## QUOTED TEXT
******************************

Tuesday, November 8, 2011

Making Sense of it All

I’ve been writing about how important it is to build and deliver big data projects that can succeed, because the opportunity to do so has never been better and the business reasons to do so have never been more compelling. Seems like each week, more tools and products are available to make big, complex data types useful for a variety of business purposes.

But, what about the unforgiving worlds of natural language and semi-structured data sources? Is there any hope to generate insight from them, even in this new big data world?

It’s one thing to make sense of more traditionally structured big data sources; its quite another to parse natural language and complex, industry-specific data types. To quickly understand the difficulties of these data environments, I recommend Brett Sheppard’s excellent blog post on this topic.

Informatica’s HParser to the Rescue

Enter Informatica’s HParser, announced last week. Now, accessing and then making sense of practically any data type has just become far simpler. You can learn more about this important new Informatica product here. HParser is a parsing technology that can run inside a MapReduce job and which allows users to structure the unstructured or semi-structured data in Hadoop and ready it for analysis. This takes a lot of the complexity out of creating custom scripts, which is what developers need to do today. HParser is available in both a community and commercial edition and features a visual development environment that, when combined with its myriad out-of-the-box parsers for semi-structured industry standard data, can eliminate up to 80% of the time it takes to turn this data into insight.

Integration with Jaspersoft

I’m thrilled that Jaspersoft has collaborated with Informatica to deliver rich reporting and analysis of natural language and semi-structured data, working directly with Informatica’s new HParser. Through integration with Jaspersoft’s BI server, creating any variety of reports and analyses is drag-and-drop easy. You can learn more about our work together through this brief video.

In short, we’ve worked with Informatica to ensure the Jaspersoft BI platform can provide analytic access to Hadoop for anyone who needs to access and understand data – whether its an executive who wants a summarized dashboard or a manager who needs a detailed operational report. And, our BI platform can handle both batch processing (through Hive) as well as direct, ad hoc and near real-time access to this data, which we uniquely provide through direct HBase access. That should satisfy even the most analytic end user.

******************************

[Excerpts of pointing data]
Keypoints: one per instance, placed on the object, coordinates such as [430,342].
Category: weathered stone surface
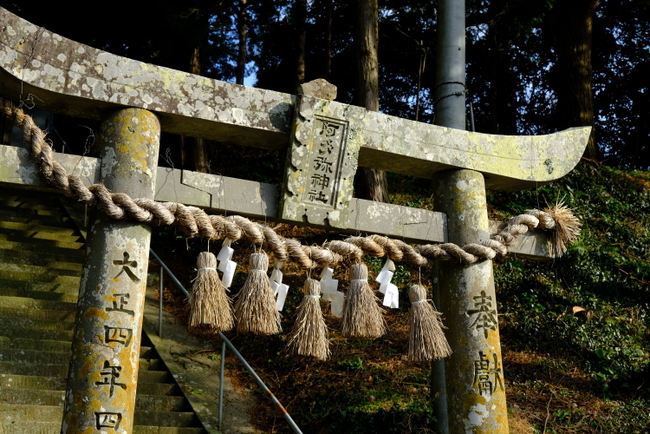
[64,76]
[61,75]
[318,88]
[218,193]
[321,163]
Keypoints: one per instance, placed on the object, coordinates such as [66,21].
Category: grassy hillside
[565,372]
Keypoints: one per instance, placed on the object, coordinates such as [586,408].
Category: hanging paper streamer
[391,297]
[329,288]
[279,288]
[391,294]
[426,338]
[226,265]
[209,303]
[309,334]
[362,317]
[385,275]
[255,308]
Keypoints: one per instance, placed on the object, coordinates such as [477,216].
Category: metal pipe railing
[225,343]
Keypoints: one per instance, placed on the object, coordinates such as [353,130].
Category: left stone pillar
[103,373]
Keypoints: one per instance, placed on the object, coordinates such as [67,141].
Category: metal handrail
[225,343]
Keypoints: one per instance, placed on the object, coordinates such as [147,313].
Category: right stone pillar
[476,401]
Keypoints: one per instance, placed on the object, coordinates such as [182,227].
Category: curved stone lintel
[64,76]
[67,77]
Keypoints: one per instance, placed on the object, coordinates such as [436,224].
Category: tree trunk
[301,18]
[328,43]
[571,26]
[196,144]
[242,29]
[369,183]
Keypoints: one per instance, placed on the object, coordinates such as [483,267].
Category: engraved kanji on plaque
[108,419]
[109,375]
[487,374]
[325,161]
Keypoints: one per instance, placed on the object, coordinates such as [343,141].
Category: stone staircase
[41,255]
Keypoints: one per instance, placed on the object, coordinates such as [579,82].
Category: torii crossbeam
[327,141]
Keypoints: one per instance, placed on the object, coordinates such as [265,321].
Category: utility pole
[473,388]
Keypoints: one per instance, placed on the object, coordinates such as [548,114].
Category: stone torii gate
[327,141]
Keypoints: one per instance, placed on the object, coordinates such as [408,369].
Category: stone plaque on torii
[327,140]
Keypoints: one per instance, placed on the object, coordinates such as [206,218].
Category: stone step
[31,382]
[71,251]
[39,271]
[34,357]
[42,357]
[55,428]
[60,229]
[40,258]
[16,303]
[53,287]
[12,413]
[38,314]
[53,335]
[149,372]
[45,370]
[15,322]
[34,344]
[40,295]
[39,275]
[55,398]
[59,383]
[40,236]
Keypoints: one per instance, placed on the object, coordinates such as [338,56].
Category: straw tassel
[209,303]
[426,339]
[309,334]
[362,316]
[255,308]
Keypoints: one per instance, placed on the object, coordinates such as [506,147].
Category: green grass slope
[565,373]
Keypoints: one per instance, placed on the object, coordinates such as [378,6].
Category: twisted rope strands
[194,222]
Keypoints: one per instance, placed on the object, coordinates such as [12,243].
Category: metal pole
[162,275]
[221,379]
[260,383]
[103,372]
[474,389]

******************************

## TASK SET
[1] Which two editions of HParser does the blog post on HParser name?
[2] In the HParser blog post, substitute "persuasive" for "compelling" in the part that opens with the words containing "I’ve been writing" and closes with "of business purposes.", and write out that part.
[3] Proceed with the blog post about HParser and Jaspersoft, starting right after its last sentence.
The records were drawn from a separate source.

## OUTPUTS
[1] A community edition and a commercial edition.

[2]
I’ve been writing about how important it is to build and deliver big data projects that can succeed, because the opportunity to do so has never been better and the business reasons to do so have never been more persuasive. Seems like each week, more tools and products are available to make big, complex data types useful for a variety of business purposes.

[3]
Now there’s no reason not to consider any big data source. Toward the goal of genuinely harnessing the opportunity all this new (big) data represents, it’s good to see Informatica and Jaspersoft help lead the way. Your comments are appreciated.

Brian Gentile

Chief Executive Officer


Tuesday, October 25, 2011

Too Big (Data) to Fail

Will we look back at 2011 and think of it as “the year of Big Data”? This does feel like the year when organizations can genuinely take advantage of the opportunity presented by big data – harnessing its volume, variety and velocity – in both concept and implementation.

The venture capital and investment community has been betting with its wallet. During the first three quarters of 2011, several high-profile acquisitions occurred and at least one dozen new, early stage investments were made. The key theme is big data analytics and the goal is big insights that drive new business decisions (presumably, decisions that couldn’t have been made without leveraging that big data).

The problem is that, currently, big data analytics is fraught with far too much data and far too little analytics. Should this continue without a more intelligent way to connect to and actually use all this data, the result will often be project failure.

The next generation of big data connectors must be more intelligent, providing views into these vast swaths of data, so the opportunity for big insights can be more commonly realized. Jaspersoft’s recent work and announcement this week with IBM and its InfoSphere BigInsights product take a major step in this direction.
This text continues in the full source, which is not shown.